Required tasks:
1. Restate the function specification between "Requirements for the" and "the input table)", inclusive, switching "matrix function" to "array function".
2. Please mark each statement yes or no according to the function specification, quoting the words that decide it: (a) The function will sit in an independent module as a public function. (b) The number of criteria n may go as high as 150. (c) For a record of 5 items, the function may return from 1 to 5 items.
3. In the function specification, under which category of the function catalogue will the function be available?

Source document:
The function will be created in the VBA environment and located in an independent module as a public function. Its name will be FILTEREX and it will have a definite number of arguments. The function will be accessible to the user in the function catalogue under the user function category.
Requirements for the function:
The function must be universal from the data processing point of view, i.e. allow processing various types of data (numbers, text)
The function must return a set of outputs into several lines — matrix function
The function processes data based on the multi-criterion definition:
(X1 OR X2 OR… … Xn) AND (Y) , where X1, …, Xn is a set of criteria inter-related by logical sum, where 1 < n < 100, Y is the criterion 2 variable. The filter condition may be expressed in the programming code e. g. as follows:
IF ((X1=TRUE) OR (X2=TRUE) OR (X3=TRUE)) AND (Y=TRUE) Then…
a) If the selection criterion is a text entry, then the comparation method must be defined:
(„A“=“a“ or „A“<>“a“).
b) The function must return output (record) in different formats (changed order of items with respect to the input table)
c) The function returns selected items from the record. If the record has 5 items, then the number of items returned must be in the interval (1 — 5).
d) The function must allow defining by its argument the selection criterion and the column whose values will be related to the preceding selection by logical product (AND).

Raw data:
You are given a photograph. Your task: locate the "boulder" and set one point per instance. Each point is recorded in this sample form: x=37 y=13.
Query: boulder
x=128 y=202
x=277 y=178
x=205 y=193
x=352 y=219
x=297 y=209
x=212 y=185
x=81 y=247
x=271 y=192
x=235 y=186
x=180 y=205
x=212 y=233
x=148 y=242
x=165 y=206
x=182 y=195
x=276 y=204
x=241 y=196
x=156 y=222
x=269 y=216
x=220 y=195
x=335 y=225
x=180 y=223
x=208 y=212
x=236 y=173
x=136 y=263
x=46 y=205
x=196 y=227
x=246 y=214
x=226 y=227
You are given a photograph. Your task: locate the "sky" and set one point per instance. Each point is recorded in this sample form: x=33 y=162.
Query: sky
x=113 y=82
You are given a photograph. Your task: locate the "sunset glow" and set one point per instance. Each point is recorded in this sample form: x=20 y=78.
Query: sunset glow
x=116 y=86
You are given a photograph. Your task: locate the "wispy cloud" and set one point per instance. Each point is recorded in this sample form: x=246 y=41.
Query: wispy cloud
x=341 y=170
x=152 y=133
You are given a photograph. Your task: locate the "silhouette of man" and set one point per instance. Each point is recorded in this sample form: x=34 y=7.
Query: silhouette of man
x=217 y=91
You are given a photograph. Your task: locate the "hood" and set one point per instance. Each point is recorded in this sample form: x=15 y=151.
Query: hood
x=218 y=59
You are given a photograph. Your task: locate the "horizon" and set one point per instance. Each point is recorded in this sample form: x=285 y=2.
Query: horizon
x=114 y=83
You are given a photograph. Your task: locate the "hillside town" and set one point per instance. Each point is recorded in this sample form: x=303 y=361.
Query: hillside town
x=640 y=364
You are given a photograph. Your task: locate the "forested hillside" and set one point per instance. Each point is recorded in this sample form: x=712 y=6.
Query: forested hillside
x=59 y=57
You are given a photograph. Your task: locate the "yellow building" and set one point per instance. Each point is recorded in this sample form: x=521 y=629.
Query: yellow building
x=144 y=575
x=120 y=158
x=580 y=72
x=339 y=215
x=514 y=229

Answers for the tasks:
1.
Requirements for the function:
The function must be universal from the data processing point of view, i.e. allow processing various types of data (numbers, text)
The function must return a set of outputs into several lines — array function
The function processes data based on the multi-criterion definition:
(X1 OR X2 OR… … Xn) AND (Y) , where X1, …, Xn is a set of criteria inter-related by logical sum, where 1 < n < 100, Y is the criterion 2 variable. The filter condition may be expressed in the programming code e. g. as follows:
IF ((X1=TRUE) OR (X2=TRUE) OR (X3=TRUE)) AND (Y=TRUE) Then…
a) If the selection criterion is a text entry, then the comparation method must be defined:
(„A“=“a“ or „A“<>“a“).
b) The function must return output (record) in different formats (changed order of items with respect to the input table)

2.
(a) Yes: "located in an independent module as a public function"
(b) No: "where 1 < n < 100"
(c) Yes: "If the record has 5 items, then the number of items returned must be in the interval (1 — 5)."

3. The user function category.